(Data records)
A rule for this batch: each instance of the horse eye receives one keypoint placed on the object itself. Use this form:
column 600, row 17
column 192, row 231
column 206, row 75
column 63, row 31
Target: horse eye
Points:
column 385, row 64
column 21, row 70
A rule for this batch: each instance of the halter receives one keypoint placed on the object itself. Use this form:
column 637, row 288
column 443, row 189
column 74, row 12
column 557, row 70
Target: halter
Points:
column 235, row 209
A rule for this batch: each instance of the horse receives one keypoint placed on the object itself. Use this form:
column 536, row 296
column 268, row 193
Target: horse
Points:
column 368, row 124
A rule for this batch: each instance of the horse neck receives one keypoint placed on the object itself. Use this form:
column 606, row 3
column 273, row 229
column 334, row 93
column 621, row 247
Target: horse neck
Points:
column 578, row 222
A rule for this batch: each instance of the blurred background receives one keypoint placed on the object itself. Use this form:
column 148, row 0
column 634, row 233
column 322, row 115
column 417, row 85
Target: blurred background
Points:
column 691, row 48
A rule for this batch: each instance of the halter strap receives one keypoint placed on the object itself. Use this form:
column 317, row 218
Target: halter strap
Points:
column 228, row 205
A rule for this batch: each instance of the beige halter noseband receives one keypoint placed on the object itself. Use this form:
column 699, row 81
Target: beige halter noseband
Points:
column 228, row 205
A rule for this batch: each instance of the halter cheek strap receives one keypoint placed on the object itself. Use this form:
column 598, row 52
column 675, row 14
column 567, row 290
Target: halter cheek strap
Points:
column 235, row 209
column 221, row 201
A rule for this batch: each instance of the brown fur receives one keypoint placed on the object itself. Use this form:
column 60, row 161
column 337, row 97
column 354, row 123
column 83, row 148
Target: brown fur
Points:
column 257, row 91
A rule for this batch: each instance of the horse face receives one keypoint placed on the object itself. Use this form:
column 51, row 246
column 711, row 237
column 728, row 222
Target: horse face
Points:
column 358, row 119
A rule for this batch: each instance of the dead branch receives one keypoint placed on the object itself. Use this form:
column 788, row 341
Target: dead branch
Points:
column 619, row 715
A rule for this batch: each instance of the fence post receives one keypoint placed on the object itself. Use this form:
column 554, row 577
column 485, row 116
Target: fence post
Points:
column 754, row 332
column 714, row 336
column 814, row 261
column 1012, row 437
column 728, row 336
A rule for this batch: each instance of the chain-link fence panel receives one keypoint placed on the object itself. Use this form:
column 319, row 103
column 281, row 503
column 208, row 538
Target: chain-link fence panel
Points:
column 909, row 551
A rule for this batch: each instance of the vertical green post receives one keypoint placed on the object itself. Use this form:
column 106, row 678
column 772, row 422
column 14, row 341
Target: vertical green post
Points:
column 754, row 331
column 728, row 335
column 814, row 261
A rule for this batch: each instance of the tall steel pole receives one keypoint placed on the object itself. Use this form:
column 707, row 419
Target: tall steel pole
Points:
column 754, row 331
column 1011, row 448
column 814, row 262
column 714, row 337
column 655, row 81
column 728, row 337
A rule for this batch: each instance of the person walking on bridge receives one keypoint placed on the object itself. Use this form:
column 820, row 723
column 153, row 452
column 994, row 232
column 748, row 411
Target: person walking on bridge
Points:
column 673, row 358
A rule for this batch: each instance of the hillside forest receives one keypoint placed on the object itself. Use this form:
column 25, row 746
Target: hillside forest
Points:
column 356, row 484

JOB – Copy out the lines verbatim, beginning with the line containing "A rule for this batch: each instance of the blurred" and continuing through the line containing "column 221, row 201".

TASK OUTPUT –
A rule for this batch: each instance of the blurred background receives one keypoint placed on the object itself. Use this form:
column 148, row 0
column 634, row 233
column 322, row 115
column 417, row 85
Target: blurred background
Points:
column 691, row 48
A rule for this batch: each instance of the halter strap receives one keypoint placed on the object itself. Use this form:
column 317, row 218
Target: halter strap
Points:
column 228, row 205
A rule for this batch: each instance of the beige halter noseband receives one keypoint placed on the object itself. Use this form:
column 699, row 81
Target: beige halter noseband
Points:
column 228, row 205
A rule for this batch: each instance of the halter cheek strap receives one keypoint placed on the object itself. Use this form:
column 598, row 52
column 675, row 14
column 567, row 290
Target: halter cheek strap
Points:
column 235, row 209
column 221, row 201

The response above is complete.